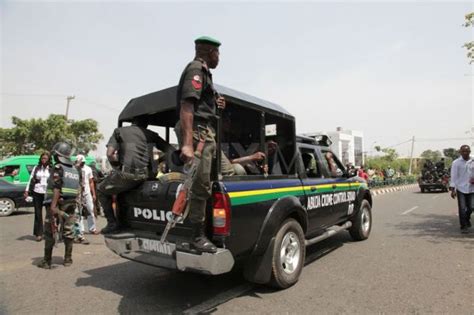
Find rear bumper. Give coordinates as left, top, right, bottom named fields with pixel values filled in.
left=104, top=233, right=234, bottom=275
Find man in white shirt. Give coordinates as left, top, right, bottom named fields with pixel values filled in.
left=76, top=155, right=99, bottom=237
left=449, top=145, right=473, bottom=233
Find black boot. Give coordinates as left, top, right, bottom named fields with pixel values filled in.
left=191, top=223, right=217, bottom=253
left=63, top=239, right=73, bottom=266
left=38, top=245, right=53, bottom=269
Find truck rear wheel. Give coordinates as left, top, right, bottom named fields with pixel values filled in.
left=349, top=200, right=372, bottom=241
left=270, top=218, right=305, bottom=289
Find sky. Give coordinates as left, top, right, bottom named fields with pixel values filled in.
left=1, top=0, right=473, bottom=158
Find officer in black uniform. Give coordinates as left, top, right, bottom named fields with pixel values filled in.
left=174, top=36, right=225, bottom=253
left=37, top=142, right=80, bottom=269
left=98, top=115, right=169, bottom=234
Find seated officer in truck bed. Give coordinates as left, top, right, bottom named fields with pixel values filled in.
left=98, top=115, right=169, bottom=234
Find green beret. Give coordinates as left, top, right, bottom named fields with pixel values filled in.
left=194, top=36, right=221, bottom=47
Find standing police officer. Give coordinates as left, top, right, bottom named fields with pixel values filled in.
left=37, top=142, right=80, bottom=269
left=98, top=115, right=166, bottom=234
left=174, top=36, right=225, bottom=253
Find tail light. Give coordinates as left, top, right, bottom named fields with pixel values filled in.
left=212, top=191, right=231, bottom=236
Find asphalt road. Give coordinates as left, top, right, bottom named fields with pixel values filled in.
left=1, top=188, right=472, bottom=314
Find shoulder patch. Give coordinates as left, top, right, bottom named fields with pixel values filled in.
left=192, top=74, right=202, bottom=90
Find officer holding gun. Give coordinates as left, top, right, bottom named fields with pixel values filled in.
left=37, top=142, right=79, bottom=269
left=174, top=36, right=225, bottom=253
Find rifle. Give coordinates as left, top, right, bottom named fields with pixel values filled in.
left=160, top=126, right=207, bottom=244
left=51, top=211, right=60, bottom=247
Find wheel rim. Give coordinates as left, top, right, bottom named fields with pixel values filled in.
left=0, top=199, right=13, bottom=215
left=361, top=207, right=371, bottom=233
left=279, top=231, right=301, bottom=274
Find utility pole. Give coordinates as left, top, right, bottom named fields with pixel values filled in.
left=408, top=136, right=415, bottom=175
left=65, top=95, right=75, bottom=120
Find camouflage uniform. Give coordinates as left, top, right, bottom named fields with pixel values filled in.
left=175, top=57, right=220, bottom=224
left=39, top=163, right=79, bottom=268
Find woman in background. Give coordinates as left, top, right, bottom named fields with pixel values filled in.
left=24, top=152, right=51, bottom=241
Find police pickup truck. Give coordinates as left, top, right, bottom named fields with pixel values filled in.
left=105, top=85, right=373, bottom=289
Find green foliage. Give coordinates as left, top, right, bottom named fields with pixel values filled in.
left=443, top=147, right=459, bottom=160
left=420, top=149, right=442, bottom=161
left=365, top=156, right=411, bottom=175
left=381, top=148, right=398, bottom=162
left=0, top=115, right=103, bottom=157
left=463, top=12, right=474, bottom=64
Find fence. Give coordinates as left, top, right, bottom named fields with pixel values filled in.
left=368, top=176, right=417, bottom=189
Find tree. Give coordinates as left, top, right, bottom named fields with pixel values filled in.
left=381, top=148, right=398, bottom=162
left=463, top=12, right=474, bottom=64
left=0, top=114, right=103, bottom=157
left=443, top=148, right=459, bottom=160
left=420, top=149, right=442, bottom=161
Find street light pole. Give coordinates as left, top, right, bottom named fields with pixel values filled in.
left=408, top=136, right=415, bottom=175
left=65, top=95, right=75, bottom=120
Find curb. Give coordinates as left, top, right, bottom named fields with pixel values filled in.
left=371, top=183, right=418, bottom=197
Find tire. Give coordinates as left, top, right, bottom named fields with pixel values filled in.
left=0, top=198, right=15, bottom=217
left=349, top=200, right=372, bottom=241
left=421, top=187, right=425, bottom=193
left=270, top=218, right=305, bottom=289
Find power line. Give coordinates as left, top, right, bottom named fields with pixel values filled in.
left=383, top=139, right=412, bottom=149
left=1, top=93, right=67, bottom=98
left=416, top=137, right=473, bottom=142
left=74, top=97, right=122, bottom=113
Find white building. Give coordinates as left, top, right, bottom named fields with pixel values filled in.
left=303, top=127, right=364, bottom=167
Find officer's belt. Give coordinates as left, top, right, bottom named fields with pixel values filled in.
left=120, top=165, right=149, bottom=176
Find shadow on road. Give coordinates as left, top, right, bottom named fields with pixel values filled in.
left=390, top=213, right=473, bottom=248
left=412, top=191, right=449, bottom=194
left=75, top=232, right=353, bottom=313
left=17, top=235, right=36, bottom=241
left=30, top=256, right=70, bottom=269
left=7, top=210, right=33, bottom=216
left=76, top=260, right=247, bottom=314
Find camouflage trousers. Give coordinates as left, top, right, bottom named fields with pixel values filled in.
left=175, top=121, right=217, bottom=224
left=42, top=204, right=75, bottom=262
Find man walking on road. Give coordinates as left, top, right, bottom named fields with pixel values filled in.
left=449, top=145, right=473, bottom=234
left=75, top=154, right=99, bottom=235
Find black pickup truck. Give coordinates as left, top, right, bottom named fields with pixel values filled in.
left=105, top=85, right=373, bottom=289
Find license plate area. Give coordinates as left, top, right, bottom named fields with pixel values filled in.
left=137, top=238, right=176, bottom=256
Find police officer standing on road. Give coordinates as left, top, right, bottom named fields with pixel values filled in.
left=98, top=115, right=166, bottom=234
left=174, top=36, right=225, bottom=253
left=37, top=142, right=80, bottom=269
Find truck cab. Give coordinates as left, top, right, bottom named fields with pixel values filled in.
left=105, top=85, right=373, bottom=289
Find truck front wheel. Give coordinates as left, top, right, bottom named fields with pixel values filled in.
left=270, top=218, right=305, bottom=289
left=349, top=200, right=372, bottom=241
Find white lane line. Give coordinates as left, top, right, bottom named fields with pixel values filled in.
left=183, top=283, right=253, bottom=314
left=432, top=195, right=440, bottom=199
left=401, top=206, right=419, bottom=215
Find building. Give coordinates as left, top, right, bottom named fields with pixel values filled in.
left=303, top=127, right=364, bottom=167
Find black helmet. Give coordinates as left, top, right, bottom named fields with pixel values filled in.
left=51, top=142, right=73, bottom=165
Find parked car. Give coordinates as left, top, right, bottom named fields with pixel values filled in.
left=0, top=179, right=33, bottom=216
left=0, top=154, right=96, bottom=186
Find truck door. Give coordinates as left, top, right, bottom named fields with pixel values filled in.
left=299, top=147, right=334, bottom=235
left=318, top=149, right=355, bottom=224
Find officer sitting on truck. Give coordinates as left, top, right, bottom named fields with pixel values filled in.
left=98, top=115, right=170, bottom=234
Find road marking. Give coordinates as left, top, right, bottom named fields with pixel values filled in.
left=183, top=283, right=253, bottom=314
left=432, top=195, right=439, bottom=199
left=401, top=206, right=419, bottom=215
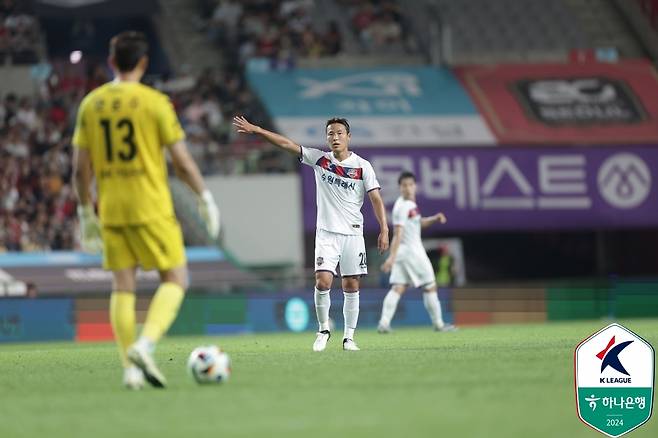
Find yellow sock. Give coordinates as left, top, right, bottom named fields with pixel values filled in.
left=109, top=291, right=136, bottom=368
left=141, top=282, right=185, bottom=343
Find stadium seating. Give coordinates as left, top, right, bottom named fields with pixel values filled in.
left=410, top=0, right=643, bottom=64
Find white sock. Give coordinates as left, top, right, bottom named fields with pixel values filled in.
left=423, top=291, right=445, bottom=328
left=314, top=288, right=331, bottom=331
left=343, top=291, right=359, bottom=340
left=379, top=289, right=401, bottom=326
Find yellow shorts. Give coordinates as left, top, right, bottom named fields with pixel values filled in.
left=102, top=216, right=186, bottom=271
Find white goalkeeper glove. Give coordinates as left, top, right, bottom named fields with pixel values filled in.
left=77, top=204, right=103, bottom=254
left=198, top=190, right=220, bottom=240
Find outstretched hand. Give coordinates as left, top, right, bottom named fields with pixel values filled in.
left=435, top=212, right=447, bottom=224
left=233, top=116, right=259, bottom=134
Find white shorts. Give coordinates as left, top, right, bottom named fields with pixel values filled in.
left=314, top=229, right=367, bottom=277
left=389, top=251, right=435, bottom=288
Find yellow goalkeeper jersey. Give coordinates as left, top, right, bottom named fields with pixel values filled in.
left=72, top=80, right=185, bottom=226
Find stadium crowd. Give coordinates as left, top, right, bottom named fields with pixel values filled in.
left=202, top=0, right=343, bottom=66
left=202, top=0, right=411, bottom=60
left=0, top=60, right=91, bottom=253
left=0, top=0, right=40, bottom=65
left=340, top=0, right=407, bottom=52
left=0, top=0, right=415, bottom=252
left=156, top=66, right=283, bottom=175
left=0, top=58, right=289, bottom=252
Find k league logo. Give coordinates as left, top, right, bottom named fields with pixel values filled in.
left=597, top=336, right=633, bottom=377
left=598, top=153, right=651, bottom=209
left=575, top=323, right=655, bottom=437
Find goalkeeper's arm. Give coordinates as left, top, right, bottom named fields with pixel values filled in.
left=168, top=140, right=220, bottom=239
left=72, top=147, right=103, bottom=253
left=73, top=147, right=93, bottom=208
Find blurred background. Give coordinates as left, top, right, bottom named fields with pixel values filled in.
left=1, top=0, right=658, bottom=342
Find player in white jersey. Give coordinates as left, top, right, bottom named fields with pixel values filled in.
left=378, top=171, right=456, bottom=333
left=233, top=116, right=389, bottom=351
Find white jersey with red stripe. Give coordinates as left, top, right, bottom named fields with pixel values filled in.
left=392, top=196, right=426, bottom=262
left=301, top=146, right=380, bottom=236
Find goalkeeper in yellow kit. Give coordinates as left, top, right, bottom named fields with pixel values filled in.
left=72, top=31, right=220, bottom=389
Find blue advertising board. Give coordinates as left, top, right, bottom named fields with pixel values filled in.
left=246, top=64, right=494, bottom=146
left=248, top=66, right=477, bottom=117
left=246, top=289, right=453, bottom=333
left=0, top=299, right=75, bottom=343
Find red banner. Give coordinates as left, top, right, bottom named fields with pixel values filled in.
left=456, top=61, right=658, bottom=144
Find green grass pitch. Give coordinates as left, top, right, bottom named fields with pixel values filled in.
left=1, top=320, right=656, bottom=438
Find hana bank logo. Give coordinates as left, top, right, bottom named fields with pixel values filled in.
left=297, top=73, right=421, bottom=99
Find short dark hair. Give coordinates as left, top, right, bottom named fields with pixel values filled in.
left=110, top=31, right=148, bottom=73
left=325, top=117, right=350, bottom=134
left=398, top=171, right=416, bottom=185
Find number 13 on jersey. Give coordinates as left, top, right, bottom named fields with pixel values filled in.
left=100, top=118, right=137, bottom=162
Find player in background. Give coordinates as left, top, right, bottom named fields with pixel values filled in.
left=72, top=31, right=220, bottom=389
left=233, top=115, right=388, bottom=351
left=378, top=171, right=456, bottom=333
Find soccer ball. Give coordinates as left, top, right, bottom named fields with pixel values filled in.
left=187, top=345, right=231, bottom=384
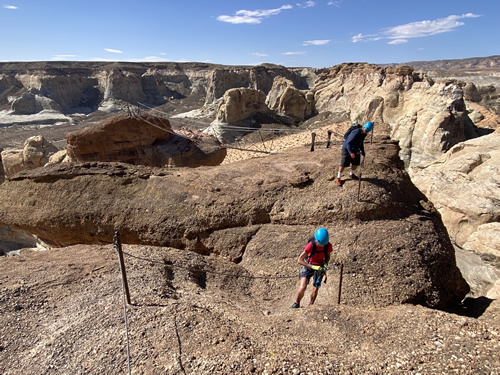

========

Action item — Starting at the line that holds "Find hana bank" and ending at the last line of the material above, repeat each line exactly, both ends included, and leave the pictures out.

Solved problem —
Find hana bank logo. Give coordinates as left, top, right, bottom named fields with pixel values filled in.
left=297, top=73, right=421, bottom=99
Find short dark hair. Give coordinates as left, top, right, bottom named fields with pixel values filled in.
left=110, top=31, right=148, bottom=73
left=325, top=117, right=350, bottom=134
left=398, top=171, right=416, bottom=185
Find number 13 on jersey. Give coordinates as left, top, right, bottom named fields with pixel values filled in.
left=100, top=118, right=137, bottom=162
Find player in background. Give coordinates as left, top, right, bottom named fields with pixel values filled in.
left=72, top=31, right=220, bottom=389
left=233, top=115, right=388, bottom=351
left=378, top=171, right=456, bottom=333
Find soccer ball. Give coordinates as left, top, right, bottom named fields with pixel values filled in.
left=187, top=345, right=231, bottom=384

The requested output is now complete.